→ TASK INPUTS
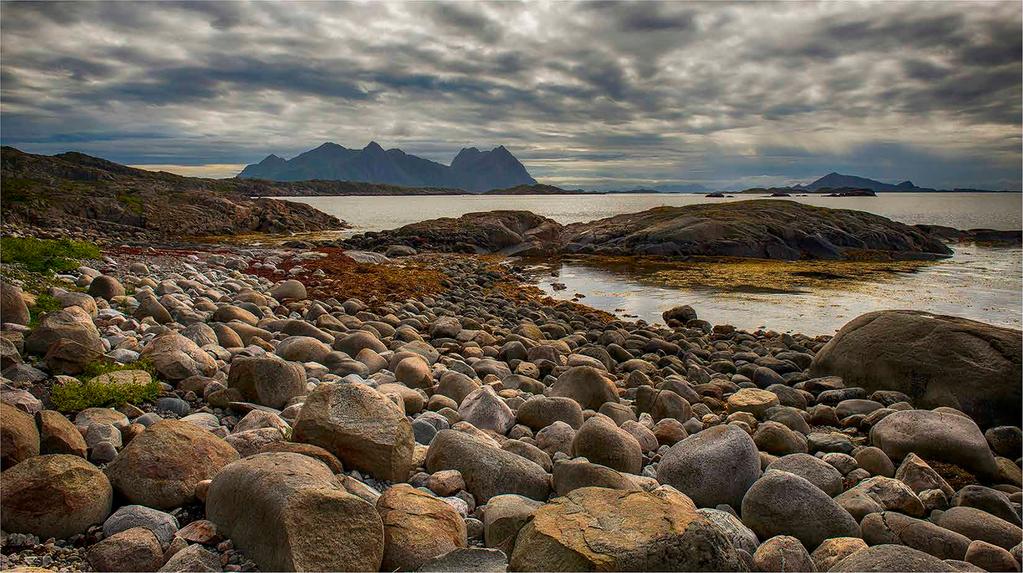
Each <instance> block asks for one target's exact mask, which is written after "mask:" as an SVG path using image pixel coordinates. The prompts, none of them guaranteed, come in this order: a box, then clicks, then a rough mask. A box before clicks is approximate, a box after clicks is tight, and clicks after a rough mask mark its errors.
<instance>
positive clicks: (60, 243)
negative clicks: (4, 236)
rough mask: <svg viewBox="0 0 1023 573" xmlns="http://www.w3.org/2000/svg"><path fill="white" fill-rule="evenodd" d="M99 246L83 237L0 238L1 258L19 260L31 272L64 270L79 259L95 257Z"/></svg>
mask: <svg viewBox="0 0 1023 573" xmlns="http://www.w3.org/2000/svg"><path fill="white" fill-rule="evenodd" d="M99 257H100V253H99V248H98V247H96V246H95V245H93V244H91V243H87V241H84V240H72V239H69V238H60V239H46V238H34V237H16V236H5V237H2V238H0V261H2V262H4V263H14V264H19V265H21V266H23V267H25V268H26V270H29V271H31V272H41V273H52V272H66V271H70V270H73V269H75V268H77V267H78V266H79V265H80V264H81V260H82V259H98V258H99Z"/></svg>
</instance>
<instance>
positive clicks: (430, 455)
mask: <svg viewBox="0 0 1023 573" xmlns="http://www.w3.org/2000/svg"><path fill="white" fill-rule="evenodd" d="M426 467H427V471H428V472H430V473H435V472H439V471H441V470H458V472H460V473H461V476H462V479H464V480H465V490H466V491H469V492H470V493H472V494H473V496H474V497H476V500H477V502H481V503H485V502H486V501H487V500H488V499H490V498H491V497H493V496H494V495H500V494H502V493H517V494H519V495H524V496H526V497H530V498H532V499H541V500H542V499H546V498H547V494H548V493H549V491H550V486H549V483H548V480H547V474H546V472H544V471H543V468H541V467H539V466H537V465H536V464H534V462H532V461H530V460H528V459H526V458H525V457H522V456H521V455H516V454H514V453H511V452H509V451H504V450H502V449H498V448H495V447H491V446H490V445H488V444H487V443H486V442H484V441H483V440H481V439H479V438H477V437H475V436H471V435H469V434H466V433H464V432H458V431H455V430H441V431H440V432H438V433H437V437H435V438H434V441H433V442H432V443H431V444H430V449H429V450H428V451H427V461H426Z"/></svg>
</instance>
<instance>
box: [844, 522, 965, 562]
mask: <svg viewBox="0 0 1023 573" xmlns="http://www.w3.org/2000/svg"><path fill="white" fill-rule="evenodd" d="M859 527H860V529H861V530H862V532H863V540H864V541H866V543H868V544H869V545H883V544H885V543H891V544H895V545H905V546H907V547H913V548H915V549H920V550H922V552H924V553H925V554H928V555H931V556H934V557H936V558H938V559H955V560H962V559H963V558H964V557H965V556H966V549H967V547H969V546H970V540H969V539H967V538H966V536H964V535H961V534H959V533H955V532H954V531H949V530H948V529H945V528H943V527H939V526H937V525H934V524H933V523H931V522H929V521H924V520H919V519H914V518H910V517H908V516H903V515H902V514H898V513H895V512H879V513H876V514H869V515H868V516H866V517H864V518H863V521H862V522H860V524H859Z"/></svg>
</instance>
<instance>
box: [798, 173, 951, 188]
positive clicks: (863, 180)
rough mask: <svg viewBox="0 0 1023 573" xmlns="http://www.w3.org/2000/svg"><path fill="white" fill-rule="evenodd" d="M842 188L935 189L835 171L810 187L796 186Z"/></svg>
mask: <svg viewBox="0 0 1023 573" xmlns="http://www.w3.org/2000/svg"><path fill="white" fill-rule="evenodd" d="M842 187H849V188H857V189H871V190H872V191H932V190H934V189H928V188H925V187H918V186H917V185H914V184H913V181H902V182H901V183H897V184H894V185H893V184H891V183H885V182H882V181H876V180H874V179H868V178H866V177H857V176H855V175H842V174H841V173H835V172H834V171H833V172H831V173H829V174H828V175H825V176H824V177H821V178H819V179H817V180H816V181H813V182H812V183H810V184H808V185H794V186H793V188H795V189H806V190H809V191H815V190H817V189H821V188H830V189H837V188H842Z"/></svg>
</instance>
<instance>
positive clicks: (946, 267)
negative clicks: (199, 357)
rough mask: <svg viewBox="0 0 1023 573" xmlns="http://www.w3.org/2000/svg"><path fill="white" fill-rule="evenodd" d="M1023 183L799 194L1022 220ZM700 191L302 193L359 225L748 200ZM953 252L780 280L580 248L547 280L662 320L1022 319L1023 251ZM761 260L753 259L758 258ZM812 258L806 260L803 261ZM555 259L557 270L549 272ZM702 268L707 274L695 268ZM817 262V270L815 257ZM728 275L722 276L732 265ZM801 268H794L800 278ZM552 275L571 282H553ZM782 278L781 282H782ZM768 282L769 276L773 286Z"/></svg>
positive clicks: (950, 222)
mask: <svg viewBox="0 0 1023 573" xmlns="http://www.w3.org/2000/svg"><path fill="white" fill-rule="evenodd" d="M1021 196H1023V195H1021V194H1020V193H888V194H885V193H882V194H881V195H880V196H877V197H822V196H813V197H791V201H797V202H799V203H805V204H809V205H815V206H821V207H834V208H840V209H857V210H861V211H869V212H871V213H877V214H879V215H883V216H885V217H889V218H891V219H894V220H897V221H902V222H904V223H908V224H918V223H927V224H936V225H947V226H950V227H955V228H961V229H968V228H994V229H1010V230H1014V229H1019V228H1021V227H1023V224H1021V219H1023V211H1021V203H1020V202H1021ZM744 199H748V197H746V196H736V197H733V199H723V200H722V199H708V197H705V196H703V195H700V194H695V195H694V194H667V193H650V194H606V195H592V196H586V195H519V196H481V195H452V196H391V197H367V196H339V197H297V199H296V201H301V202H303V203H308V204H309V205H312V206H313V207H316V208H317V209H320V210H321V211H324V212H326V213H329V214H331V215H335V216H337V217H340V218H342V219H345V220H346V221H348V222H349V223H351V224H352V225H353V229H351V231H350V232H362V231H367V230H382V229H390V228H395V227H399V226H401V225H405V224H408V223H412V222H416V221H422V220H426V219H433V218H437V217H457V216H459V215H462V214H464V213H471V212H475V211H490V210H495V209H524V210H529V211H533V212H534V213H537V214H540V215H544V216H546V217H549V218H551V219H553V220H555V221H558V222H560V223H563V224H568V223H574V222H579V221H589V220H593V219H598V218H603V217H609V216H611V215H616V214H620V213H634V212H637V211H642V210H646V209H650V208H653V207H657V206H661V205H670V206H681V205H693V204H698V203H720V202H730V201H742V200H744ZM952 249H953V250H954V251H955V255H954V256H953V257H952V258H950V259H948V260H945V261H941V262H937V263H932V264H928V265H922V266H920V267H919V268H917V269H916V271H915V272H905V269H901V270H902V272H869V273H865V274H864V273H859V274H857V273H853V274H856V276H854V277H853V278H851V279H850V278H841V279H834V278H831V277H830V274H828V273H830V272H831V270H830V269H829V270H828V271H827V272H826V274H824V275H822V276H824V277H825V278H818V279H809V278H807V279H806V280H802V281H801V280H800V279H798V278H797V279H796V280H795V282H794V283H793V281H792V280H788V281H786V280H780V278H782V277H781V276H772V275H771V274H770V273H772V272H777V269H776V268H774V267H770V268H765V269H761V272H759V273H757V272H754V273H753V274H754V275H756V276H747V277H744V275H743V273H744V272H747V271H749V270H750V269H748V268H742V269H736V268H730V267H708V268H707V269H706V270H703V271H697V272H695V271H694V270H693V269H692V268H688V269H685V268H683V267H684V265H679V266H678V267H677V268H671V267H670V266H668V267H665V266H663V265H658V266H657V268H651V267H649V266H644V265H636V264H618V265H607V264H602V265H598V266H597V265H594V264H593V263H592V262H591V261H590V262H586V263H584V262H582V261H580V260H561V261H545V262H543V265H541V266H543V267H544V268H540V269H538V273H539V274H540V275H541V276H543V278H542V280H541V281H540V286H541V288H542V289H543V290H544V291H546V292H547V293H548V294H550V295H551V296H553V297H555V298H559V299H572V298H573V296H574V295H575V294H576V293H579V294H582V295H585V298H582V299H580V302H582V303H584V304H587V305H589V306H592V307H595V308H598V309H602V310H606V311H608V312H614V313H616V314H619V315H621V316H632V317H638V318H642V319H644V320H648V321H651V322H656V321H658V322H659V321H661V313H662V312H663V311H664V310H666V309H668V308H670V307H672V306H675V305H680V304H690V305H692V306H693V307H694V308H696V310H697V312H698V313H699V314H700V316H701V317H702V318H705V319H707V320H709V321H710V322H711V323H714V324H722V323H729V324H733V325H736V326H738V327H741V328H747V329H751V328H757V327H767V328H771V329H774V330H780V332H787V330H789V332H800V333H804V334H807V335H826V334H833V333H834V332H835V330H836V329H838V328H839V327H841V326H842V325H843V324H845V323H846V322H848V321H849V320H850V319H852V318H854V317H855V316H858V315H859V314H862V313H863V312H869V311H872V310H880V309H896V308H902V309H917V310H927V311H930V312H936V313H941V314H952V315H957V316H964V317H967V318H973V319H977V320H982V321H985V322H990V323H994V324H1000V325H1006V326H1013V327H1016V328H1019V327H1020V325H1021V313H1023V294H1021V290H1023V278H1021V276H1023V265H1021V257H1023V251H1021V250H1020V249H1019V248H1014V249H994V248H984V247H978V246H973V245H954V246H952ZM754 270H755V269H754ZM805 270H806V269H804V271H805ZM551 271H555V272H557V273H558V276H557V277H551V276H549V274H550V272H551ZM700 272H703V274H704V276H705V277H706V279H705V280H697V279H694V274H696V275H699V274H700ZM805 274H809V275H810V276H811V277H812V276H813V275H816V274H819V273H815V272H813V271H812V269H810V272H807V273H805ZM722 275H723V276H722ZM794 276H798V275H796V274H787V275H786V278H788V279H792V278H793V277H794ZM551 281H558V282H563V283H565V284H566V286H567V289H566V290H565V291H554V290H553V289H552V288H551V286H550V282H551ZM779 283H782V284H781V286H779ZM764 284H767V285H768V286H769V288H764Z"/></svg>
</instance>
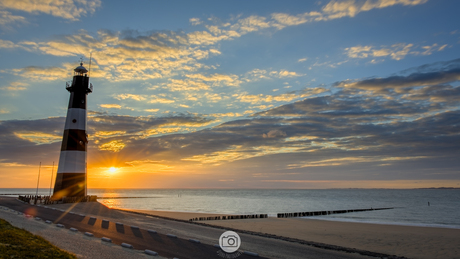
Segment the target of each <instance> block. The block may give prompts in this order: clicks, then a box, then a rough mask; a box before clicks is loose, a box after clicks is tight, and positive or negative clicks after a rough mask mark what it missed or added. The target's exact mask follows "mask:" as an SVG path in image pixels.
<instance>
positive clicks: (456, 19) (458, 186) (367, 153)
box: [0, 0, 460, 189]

→ WORK ORDER
Print the listing from its beginning up to and including the line that contains "positive clicks: (60, 243)", and leave the pictures out of your answer.

→ YOUR RESPONSE
Each <instance> block asks for one target's exact mask, which is written after "mask:" as an SVG path using image pixel coordinates. The prompts, none of them guaranteed, come in this order: a box, then clicks, then a rough mask. A box before clicks is approximate, a box after clicks is tight, and clicks after a rough mask mark its errors.
<instance>
positive clicks: (60, 243)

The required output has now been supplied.